Could you rewrite the listing below as a numbered list, dropping any blank lines and leaving the pictures out of your answer?

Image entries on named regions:
>>>>>

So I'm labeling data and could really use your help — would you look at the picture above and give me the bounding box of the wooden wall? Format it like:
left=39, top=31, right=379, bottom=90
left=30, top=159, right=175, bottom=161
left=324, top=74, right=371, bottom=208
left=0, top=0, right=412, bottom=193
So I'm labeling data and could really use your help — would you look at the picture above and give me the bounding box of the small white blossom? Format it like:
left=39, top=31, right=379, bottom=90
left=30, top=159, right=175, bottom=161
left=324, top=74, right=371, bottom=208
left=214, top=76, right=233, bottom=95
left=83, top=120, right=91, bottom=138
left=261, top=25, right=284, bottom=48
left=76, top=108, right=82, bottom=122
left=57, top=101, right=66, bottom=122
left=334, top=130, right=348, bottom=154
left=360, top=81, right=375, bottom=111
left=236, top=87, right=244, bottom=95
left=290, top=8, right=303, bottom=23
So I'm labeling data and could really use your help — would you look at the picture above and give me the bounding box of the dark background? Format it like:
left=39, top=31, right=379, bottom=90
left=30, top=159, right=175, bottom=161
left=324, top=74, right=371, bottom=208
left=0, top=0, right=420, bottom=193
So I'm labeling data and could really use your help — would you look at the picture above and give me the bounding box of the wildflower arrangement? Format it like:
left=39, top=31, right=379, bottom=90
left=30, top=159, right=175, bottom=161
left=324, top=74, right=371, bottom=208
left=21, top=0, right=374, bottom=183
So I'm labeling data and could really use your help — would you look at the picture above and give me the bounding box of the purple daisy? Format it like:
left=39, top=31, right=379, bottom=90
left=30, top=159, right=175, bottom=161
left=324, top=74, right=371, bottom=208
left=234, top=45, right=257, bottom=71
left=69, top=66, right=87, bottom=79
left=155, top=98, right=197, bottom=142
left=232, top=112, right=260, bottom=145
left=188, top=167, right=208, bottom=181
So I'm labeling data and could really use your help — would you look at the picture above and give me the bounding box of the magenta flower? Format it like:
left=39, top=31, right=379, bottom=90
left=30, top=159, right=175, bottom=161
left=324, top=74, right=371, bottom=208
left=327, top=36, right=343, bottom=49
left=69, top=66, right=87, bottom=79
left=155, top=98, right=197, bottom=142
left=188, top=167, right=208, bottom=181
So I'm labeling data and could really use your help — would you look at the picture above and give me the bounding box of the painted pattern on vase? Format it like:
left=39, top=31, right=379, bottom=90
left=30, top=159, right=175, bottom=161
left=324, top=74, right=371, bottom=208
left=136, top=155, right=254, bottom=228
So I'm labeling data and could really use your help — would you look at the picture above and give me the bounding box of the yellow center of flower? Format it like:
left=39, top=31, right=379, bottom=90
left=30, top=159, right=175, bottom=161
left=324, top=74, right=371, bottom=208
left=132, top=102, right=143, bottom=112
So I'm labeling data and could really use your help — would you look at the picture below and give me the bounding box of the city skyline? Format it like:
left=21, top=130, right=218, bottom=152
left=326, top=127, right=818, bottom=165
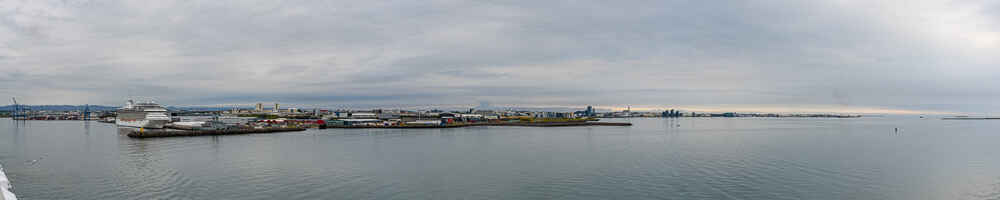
left=0, top=1, right=1000, bottom=114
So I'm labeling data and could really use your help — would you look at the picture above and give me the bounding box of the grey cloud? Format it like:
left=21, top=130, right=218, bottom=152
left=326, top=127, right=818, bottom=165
left=0, top=1, right=1000, bottom=112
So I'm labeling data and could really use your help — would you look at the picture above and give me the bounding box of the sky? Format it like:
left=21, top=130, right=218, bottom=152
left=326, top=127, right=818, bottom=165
left=0, top=0, right=1000, bottom=114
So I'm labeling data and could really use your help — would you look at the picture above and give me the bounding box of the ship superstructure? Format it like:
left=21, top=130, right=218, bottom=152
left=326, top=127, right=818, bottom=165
left=115, top=100, right=170, bottom=128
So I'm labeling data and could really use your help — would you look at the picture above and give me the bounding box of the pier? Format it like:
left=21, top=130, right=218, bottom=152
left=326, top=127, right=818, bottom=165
left=0, top=165, right=17, bottom=200
left=327, top=122, right=632, bottom=129
left=126, top=128, right=306, bottom=138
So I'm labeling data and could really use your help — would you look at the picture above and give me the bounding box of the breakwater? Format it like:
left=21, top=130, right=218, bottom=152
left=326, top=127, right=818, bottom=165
left=327, top=122, right=632, bottom=129
left=0, top=165, right=17, bottom=200
left=126, top=128, right=306, bottom=138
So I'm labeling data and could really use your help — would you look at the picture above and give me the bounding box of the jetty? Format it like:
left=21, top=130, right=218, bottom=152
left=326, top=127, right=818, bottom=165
left=0, top=165, right=17, bottom=200
left=327, top=121, right=632, bottom=129
left=126, top=128, right=306, bottom=138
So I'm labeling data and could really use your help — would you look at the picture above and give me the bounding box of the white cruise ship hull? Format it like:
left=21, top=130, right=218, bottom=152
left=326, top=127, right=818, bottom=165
left=115, top=119, right=170, bottom=128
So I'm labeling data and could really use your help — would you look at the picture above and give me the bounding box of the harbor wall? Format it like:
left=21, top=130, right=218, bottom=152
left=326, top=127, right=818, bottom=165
left=0, top=165, right=17, bottom=200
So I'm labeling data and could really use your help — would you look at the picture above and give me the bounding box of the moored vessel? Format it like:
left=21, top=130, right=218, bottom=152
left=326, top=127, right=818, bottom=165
left=115, top=100, right=170, bottom=128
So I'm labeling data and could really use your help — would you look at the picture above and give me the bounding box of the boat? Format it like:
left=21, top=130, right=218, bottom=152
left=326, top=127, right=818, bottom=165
left=115, top=99, right=170, bottom=128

<<<<<

▶ RESULT OF THIS TASK:
1. So I'm labeling data and could really use your help — would you look at the picture above and give me the bounding box of the wooden wall? Format it like:
2. left=39, top=31, right=379, bottom=90
3. left=30, top=159, right=175, bottom=161
4. left=324, top=74, right=371, bottom=208
5. left=0, top=0, right=412, bottom=193
6. So I'm labeling data and could really use your help — would you look at the picture above and give me the bounding box of the small white blossom? Format it like:
7. left=39, top=31, right=379, bottom=90
8. left=30, top=159, right=175, bottom=161
9. left=324, top=74, right=371, bottom=208
10. left=214, top=76, right=233, bottom=95
11. left=83, top=120, right=91, bottom=138
12. left=261, top=25, right=284, bottom=48
13. left=76, top=108, right=82, bottom=122
14. left=57, top=101, right=66, bottom=122
15. left=334, top=130, right=348, bottom=154
16. left=360, top=81, right=375, bottom=111
17. left=236, top=87, right=244, bottom=95
18. left=290, top=8, right=303, bottom=23
19. So I'm labeling data and could really use your help — would you look at the picture above and give me the bounding box of the dark background? Format it like:
20. left=39, top=31, right=379, bottom=90
21. left=30, top=159, right=175, bottom=161
22. left=324, top=74, right=371, bottom=208
23. left=0, top=0, right=420, bottom=193
24. So I'm labeling data and could really use your help — would you look at the picture above and give me the bounding box of the wildflower arrangement? Format it like:
25. left=39, top=31, right=379, bottom=90
26. left=30, top=159, right=175, bottom=161
27. left=324, top=74, right=371, bottom=208
28. left=21, top=0, right=374, bottom=183
29. So I'm labeling data and could really use your help — would you look at the picture above and give me the bounding box of the purple daisy? Format it like:
30. left=39, top=31, right=379, bottom=90
31. left=30, top=159, right=175, bottom=161
32. left=324, top=74, right=371, bottom=208
33. left=234, top=45, right=257, bottom=71
34. left=69, top=66, right=87, bottom=79
35. left=155, top=98, right=197, bottom=142
36. left=232, top=112, right=260, bottom=145
37. left=188, top=167, right=208, bottom=181
38. So I'm labeling data and could really use your help — would you look at the picture above and give me the bounding box of the magenta flower? Format it like:
39. left=39, top=31, right=379, bottom=90
40. left=30, top=159, right=175, bottom=161
41. left=324, top=74, right=371, bottom=208
42. left=327, top=36, right=343, bottom=49
43. left=69, top=66, right=87, bottom=79
44. left=155, top=98, right=197, bottom=142
45. left=188, top=167, right=208, bottom=181
46. So I'm labeling data and could really use your help — would you look at the picture above and give me the bounding box of the painted pattern on vase? Format it like:
47. left=39, top=31, right=379, bottom=90
48. left=30, top=159, right=175, bottom=161
49. left=324, top=74, right=371, bottom=208
50. left=136, top=155, right=254, bottom=228
51. So I'm labeling data and could really use your help — would you look at the picture above and give me the bounding box of the yellow center of flower? Format it like:
52. left=39, top=31, right=379, bottom=90
53. left=30, top=159, right=175, bottom=161
54. left=324, top=74, right=371, bottom=208
55. left=132, top=102, right=143, bottom=112
56. So I'm labeling data and could really use your help — would you look at the picture below and give me the bounding box of the city skyline? Format it like:
57. left=21, top=130, right=218, bottom=152
58. left=326, top=127, right=818, bottom=165
59. left=0, top=1, right=1000, bottom=114
60. So I'm labeling data and could really use your help — would you look at the picture above and give me the bounding box of the grey cloud? Format it like:
61. left=21, top=130, right=218, bottom=152
62. left=326, top=127, right=818, bottom=165
63. left=0, top=1, right=1000, bottom=112
64. So I'm labeling data and could really use your help — would you look at the picture above and give me the bounding box of the sky? Format it like:
65. left=21, top=130, right=218, bottom=152
66. left=326, top=127, right=818, bottom=165
67. left=0, top=0, right=1000, bottom=114
68. So I'm labeling data and could really use your help — would you look at the picture above and give me the bounding box of the ship superstructure? Format it like:
69. left=21, top=130, right=218, bottom=152
70. left=326, top=127, right=818, bottom=165
71. left=115, top=100, right=170, bottom=128
72. So I'm labeling data and could really use your help — would you look at the picture above and give me the bounding box of the pier? Format it like:
73. left=21, top=130, right=218, bottom=152
74. left=326, top=127, right=818, bottom=165
75. left=0, top=165, right=17, bottom=200
76. left=327, top=122, right=632, bottom=129
77. left=126, top=128, right=306, bottom=138
78. So I'm labeling data and could really use your help — would you look at the picture above and give me the bounding box of the breakwater? Format it like:
79. left=21, top=130, right=218, bottom=152
80. left=326, top=127, right=818, bottom=165
81. left=327, top=122, right=632, bottom=129
82. left=0, top=165, right=17, bottom=200
83. left=126, top=128, right=306, bottom=138
84. So I'm labeling data and could really use your help — would you look at the picture above and give me the bounding box of the jetty? Format it like:
85. left=21, top=130, right=218, bottom=152
86. left=326, top=127, right=818, bottom=165
87. left=0, top=165, right=17, bottom=200
88. left=327, top=121, right=632, bottom=129
89. left=126, top=128, right=306, bottom=138
90. So I'm labeling data and could really use your help — would you look at the picture above and give me the bounding box of the white cruise ship hull? Format it like:
91. left=21, top=130, right=218, bottom=152
92. left=326, top=127, right=818, bottom=165
93. left=115, top=119, right=170, bottom=128
94. So I'm labeling data and could really use your help — would you look at the picture above and give me the bounding box of the harbor wall? Format it like:
95. left=21, top=130, right=218, bottom=152
96. left=326, top=127, right=818, bottom=165
97. left=0, top=165, right=17, bottom=200
98. So I'm labeling data and could really use your help — would you look at the picture above and give me the bounding box of the moored vessel? Format it like:
99. left=21, top=130, right=218, bottom=152
100. left=326, top=127, right=818, bottom=165
101. left=115, top=100, right=170, bottom=128
102. So I'm labeling data and could really use your help — would you look at the picture above and give me the bounding box of the boat? Format it like:
103. left=21, top=130, right=218, bottom=152
104. left=326, top=127, right=818, bottom=165
105. left=115, top=99, right=170, bottom=128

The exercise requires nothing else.